— Start of EXCERPTED TEXT —

Optimizing Continuous Aggregate Performance for Large Datasets

#database #dataengineering #performance #postgres

Continuous aggregates are supposed to make your queries fast. They pre-compute aggregations incrementally so your dashboards read from a compact summary instead of scanning millions of raw rows. But there is a common pattern where the continuous aggregate itself becomes the performance bottleneck: its refresh takes 30 minutes, its materialization table consumes 40 GB, and it monopolizes a background worker slot for the entire refresh duration.

The problem is almost always the bucket size.

Bucket Width: The Lever Most People Get Wrong

When you create a continuous aggregate, the time_bucket() width determines how many rows end up in the materialization table. This single parameter controls refresh duration, disk usage, and query speed against the aggregate.

Consider a source hypertable with 10 million rows collected over 30 days from 200 devices:

Bucket Size	Materialized Rows	Materialization Size	Refresh Duration
1 minute	~8.6 million	~500 MB	30-60 seconds
1 hour	~144,000	~15 MB	5-10 seconds
1 day	~6,000	~1 MB	< 1 second

A 1-minute bucket materializes nearly as many rows as the source table. At that point, you have traded raw data for pre-computed averages, but the materialization itself is a large hypertable requiring its own compression, retention, and index maintenance. You have not simplified your infrastructure -- you have doubled it.

The right bucket width matches the resolution your queries actually need. If your dashboard plots hourly data points, a 1-minute CAGG is doing 60x more work than necessary during every refresh cycle.

-- 1-hour buckets: the sweet spot for most dashboard use cases
CREATE MATERIALIZED VIEW metrics_hourly
WITH (timescaledb.continuous) AS
SELECT
    time_bucket('1 hour', event_timestamp_utc) AS bucket_utc,
    device_id,
    AVG(metric_a) AS avg_metric_a,
    MAX(metric_b) AS max_metric_b,
    COUNT(*) AS event_count
FROM raw_device_metrics
GROUP BY bucket_utc, device_id;

Tightening the Refresh Window

A surprising number of continuous aggregate deployments use the default refresh policy, which recomputes the entire aggregate on every run. For a dataset spanning 30 days, this means rescanning all 10 million rows during each refresh -- even though only the last hour has changed.

The add_continuous_aggregate_policy() function accepts three parameters that bound the refresh window:

SELECT add_continuous_aggregate_policy('metrics_hourly',
    start_offset  => INTERVAL '3 hours',
    end_offset    => INTERVAL '1 hour',
    schedule_interval => INTERVAL '1 hour'
);

start_offset controls how far back the refresh looks. Set this to cover the maximum latency of late-arriving rows plus one extra bucket width as a safety margin. If data arrives within 30 minutes of its timestamp, a 2-hour start_offset with 1-hour buckets gives comfortable headroom.

— End of EXCERPTED TEXT —
— Start of DATA FOR PROCESSING —

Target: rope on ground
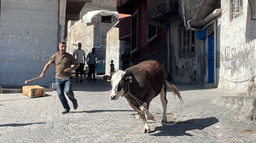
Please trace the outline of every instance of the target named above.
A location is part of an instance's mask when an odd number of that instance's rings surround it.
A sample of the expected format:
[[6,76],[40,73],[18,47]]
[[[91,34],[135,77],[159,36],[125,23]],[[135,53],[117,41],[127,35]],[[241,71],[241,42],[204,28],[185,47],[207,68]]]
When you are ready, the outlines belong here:
[[247,80],[243,80],[243,81],[231,81],[231,80],[229,80],[229,79],[227,79],[227,78],[225,78],[225,77],[224,77],[223,76],[218,76],[218,77],[223,77],[224,79],[225,79],[225,80],[227,80],[227,81],[229,81],[229,82],[231,82],[231,83],[244,83],[244,82],[247,82],[247,81],[253,81],[253,79],[254,79],[254,77],[255,77],[255,76],[253,76],[253,77],[252,77],[252,78],[250,78],[250,79],[247,79]]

— End of DATA FOR PROCESSING —

CHALLENGES ::
1. According to the continuous aggregate article, what does start_offset control?
2. Show each line from the rows that contains the string "instance".

ANSWERS TO EACH TASK ::
1. How far back the refresh looks.

2.
Please trace the outline of every instance of the target named above.
A location is part of an instance's mask when an odd number of that instance's rings surround it.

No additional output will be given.